What you should do:
Leave the pictures out. Return all other data exactly.

Given records:
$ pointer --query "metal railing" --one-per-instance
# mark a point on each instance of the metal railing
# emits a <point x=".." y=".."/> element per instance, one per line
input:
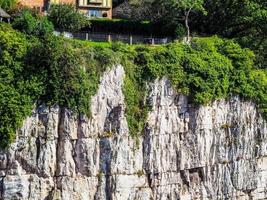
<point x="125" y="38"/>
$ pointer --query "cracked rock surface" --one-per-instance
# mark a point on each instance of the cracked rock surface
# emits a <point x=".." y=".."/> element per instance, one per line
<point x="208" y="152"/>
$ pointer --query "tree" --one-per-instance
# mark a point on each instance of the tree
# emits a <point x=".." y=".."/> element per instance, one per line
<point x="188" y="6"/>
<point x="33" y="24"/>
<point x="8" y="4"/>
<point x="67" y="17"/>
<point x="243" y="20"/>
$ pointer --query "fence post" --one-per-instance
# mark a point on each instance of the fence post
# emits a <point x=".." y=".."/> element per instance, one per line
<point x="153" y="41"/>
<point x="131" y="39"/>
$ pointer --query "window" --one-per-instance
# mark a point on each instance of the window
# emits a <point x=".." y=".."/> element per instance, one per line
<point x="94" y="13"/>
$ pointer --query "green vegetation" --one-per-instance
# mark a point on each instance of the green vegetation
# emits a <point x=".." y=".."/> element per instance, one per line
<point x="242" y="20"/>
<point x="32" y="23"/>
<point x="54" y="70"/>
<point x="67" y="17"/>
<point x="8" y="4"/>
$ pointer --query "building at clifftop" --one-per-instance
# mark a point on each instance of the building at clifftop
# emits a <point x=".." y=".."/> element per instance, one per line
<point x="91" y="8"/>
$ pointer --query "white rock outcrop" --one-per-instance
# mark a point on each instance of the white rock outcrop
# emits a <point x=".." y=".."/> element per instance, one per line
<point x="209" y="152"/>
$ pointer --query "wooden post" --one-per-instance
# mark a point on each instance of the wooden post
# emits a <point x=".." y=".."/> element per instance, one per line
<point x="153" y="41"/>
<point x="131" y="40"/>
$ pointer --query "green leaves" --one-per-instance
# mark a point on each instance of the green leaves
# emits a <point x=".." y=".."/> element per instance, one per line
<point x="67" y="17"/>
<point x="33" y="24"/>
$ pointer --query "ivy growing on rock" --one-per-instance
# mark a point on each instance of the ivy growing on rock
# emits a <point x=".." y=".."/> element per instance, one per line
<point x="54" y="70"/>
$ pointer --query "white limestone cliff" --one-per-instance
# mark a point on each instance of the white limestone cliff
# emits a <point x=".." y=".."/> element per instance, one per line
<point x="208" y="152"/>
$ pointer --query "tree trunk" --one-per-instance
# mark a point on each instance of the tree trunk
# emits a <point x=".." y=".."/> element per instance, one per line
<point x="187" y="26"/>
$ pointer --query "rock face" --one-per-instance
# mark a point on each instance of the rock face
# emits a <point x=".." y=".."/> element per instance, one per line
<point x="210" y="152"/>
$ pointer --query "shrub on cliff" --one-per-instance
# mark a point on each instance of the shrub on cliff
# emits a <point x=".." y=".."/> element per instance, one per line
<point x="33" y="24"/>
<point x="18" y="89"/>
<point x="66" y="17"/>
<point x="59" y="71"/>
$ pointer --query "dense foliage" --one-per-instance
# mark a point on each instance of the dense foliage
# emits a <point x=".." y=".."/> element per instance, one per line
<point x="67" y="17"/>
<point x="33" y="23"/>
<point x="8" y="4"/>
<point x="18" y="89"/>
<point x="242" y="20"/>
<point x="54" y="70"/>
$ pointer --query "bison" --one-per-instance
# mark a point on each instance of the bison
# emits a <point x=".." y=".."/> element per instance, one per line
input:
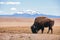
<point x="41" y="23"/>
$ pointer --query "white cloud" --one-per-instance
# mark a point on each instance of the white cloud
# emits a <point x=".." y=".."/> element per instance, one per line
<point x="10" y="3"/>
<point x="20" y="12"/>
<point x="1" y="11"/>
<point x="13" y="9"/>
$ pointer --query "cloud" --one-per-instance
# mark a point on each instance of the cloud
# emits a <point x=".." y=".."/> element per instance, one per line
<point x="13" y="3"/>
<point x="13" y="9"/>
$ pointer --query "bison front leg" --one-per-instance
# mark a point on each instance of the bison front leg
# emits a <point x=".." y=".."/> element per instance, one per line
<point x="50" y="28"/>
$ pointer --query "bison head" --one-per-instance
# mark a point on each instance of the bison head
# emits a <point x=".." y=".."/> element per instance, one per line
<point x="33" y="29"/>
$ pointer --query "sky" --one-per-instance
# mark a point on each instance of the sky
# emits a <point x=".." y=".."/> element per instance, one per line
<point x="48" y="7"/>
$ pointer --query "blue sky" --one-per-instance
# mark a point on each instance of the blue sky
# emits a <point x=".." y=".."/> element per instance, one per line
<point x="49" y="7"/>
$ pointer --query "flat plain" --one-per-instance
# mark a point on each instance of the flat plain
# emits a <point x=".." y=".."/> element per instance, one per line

Solution to this task:
$ pointer --query "metal railing" --one-per-instance
# mark a point on each instance of the metal railing
# emits a <point x=".." y=".."/> element per instance, one per line
input:
<point x="125" y="38"/>
$ pointer --query "cracked rock surface" --one-per-instance
# mark a point on each instance of the cracked rock surface
# emits a <point x=".." y=".."/> element per instance, one per line
<point x="208" y="152"/>
$ pointer --query "tree" --one-per-instance
# mark a point on each instance of the tree
# emits a <point x=".." y=".."/> element per instance, one per line
<point x="188" y="6"/>
<point x="33" y="24"/>
<point x="8" y="4"/>
<point x="67" y="17"/>
<point x="243" y="20"/>
$ pointer --query "fence post" --one-per-instance
# mark a point on each instance of the fence post
# emits a <point x=".." y=".."/> element per instance, one per line
<point x="153" y="41"/>
<point x="131" y="39"/>
$ pointer --query "window" --one-per-instance
# mark a point on each instance of the window
# emits a <point x=".." y=".."/> element per instance, one per line
<point x="94" y="13"/>
$ pointer --query "green vegetation" --one-per-instance
# mark a point on each instance of the green vegetation
# emits a <point x=".." y=".."/> element per instance, one per line
<point x="242" y="20"/>
<point x="32" y="23"/>
<point x="54" y="70"/>
<point x="67" y="17"/>
<point x="8" y="4"/>
$ pointer --query "building at clifftop" --one-per-instance
# mark a point on each instance of the building at clifftop
# emits a <point x=".." y=".."/> element per instance, one per line
<point x="91" y="8"/>
$ pointer --query "white rock outcrop" --one-per-instance
# mark a point on each instance of the white rock outcrop
# emits a <point x=".." y=".."/> element per instance, one per line
<point x="209" y="152"/>
$ pointer --query "wooden post" --one-per-instance
# mark a point on each instance of the wooden post
# emits a <point x=".." y=".."/> element per instance, one per line
<point x="153" y="41"/>
<point x="131" y="40"/>
$ pointer --query "green leaves" --one-per-instance
# mark a point on each instance of the green leaves
# emits a <point x=".." y=".."/> element per instance, one per line
<point x="67" y="17"/>
<point x="33" y="24"/>
$ pointer --query "ivy growing on rock" --one-per-instance
# mark a point on each instance of the ivy growing on rock
# emits a <point x=".." y=".."/> element per instance, one per line
<point x="54" y="70"/>
$ pointer --query "white limestone cliff" --one-per-instance
# mark a point on each instance of the white limestone cliff
# emits a <point x=".." y=".."/> element per instance, one per line
<point x="208" y="152"/>
$ pointer --query "tree trunk" --one-per-instance
# mark a point on each instance of the tree trunk
# emits a <point x=".." y=".."/> element per instance, one per line
<point x="187" y="26"/>
$ pointer --query "rock face" --one-per-instance
# mark a point on each instance of the rock face
# emits a <point x=".." y=".."/> element per instance, one per line
<point x="210" y="152"/>
$ pointer --query "shrub on cliff" --one-per-instance
# mark a point on each instance of the shrub on cliff
# emits a <point x=".." y=".."/> element per instance, one per line
<point x="33" y="24"/>
<point x="18" y="89"/>
<point x="66" y="17"/>
<point x="59" y="71"/>
$ pointer --query "dense foliage" --one-per-instance
# mark a point on each instance of the dense foliage
# emits a <point x=".." y=".."/> element per instance, one per line
<point x="67" y="17"/>
<point x="33" y="23"/>
<point x="8" y="4"/>
<point x="18" y="89"/>
<point x="242" y="20"/>
<point x="54" y="70"/>
$ pointer --query "bison" --one-per-instance
# mark a point on each instance of the bison
# emits a <point x=".." y=".."/> element per instance, one per line
input:
<point x="41" y="23"/>
$ pointer --query "white cloud" --one-per-instance
# mark a point on each instance of the white cloud
# emits a <point x=".." y=".."/> element per instance, one per line
<point x="10" y="3"/>
<point x="20" y="12"/>
<point x="1" y="11"/>
<point x="13" y="9"/>
$ pointer --query "cloud" --one-per-instance
# mark a point on each instance of the cloud
# emits a <point x=".." y=".."/> element per instance, one per line
<point x="13" y="3"/>
<point x="13" y="9"/>
$ pointer --query "bison front leg" --one-per-instance
# mark a point on each instance of the bison front leg
# emits a <point x=".." y=".."/> element per instance, one per line
<point x="50" y="28"/>
$ pointer --query "bison head" --one-per-instance
# mark a point on each instance of the bison head
# emits a <point x=".." y=".."/> element per instance, one per line
<point x="33" y="29"/>
$ pointer --query "sky" --one-per-instance
# mark a point on each instance of the sky
# emits a <point x=".." y=".."/> element per instance, one per line
<point x="48" y="7"/>
$ pointer --query "blue sky" --one-per-instance
# mark a point on each instance of the blue sky
# emits a <point x=".." y=".."/> element per instance, one per line
<point x="49" y="7"/>
$ pointer --query "flat plain" --one-per-instance
# mark a point on each instance of the flat plain
# emits a <point x=".." y=".."/> element per instance, one per line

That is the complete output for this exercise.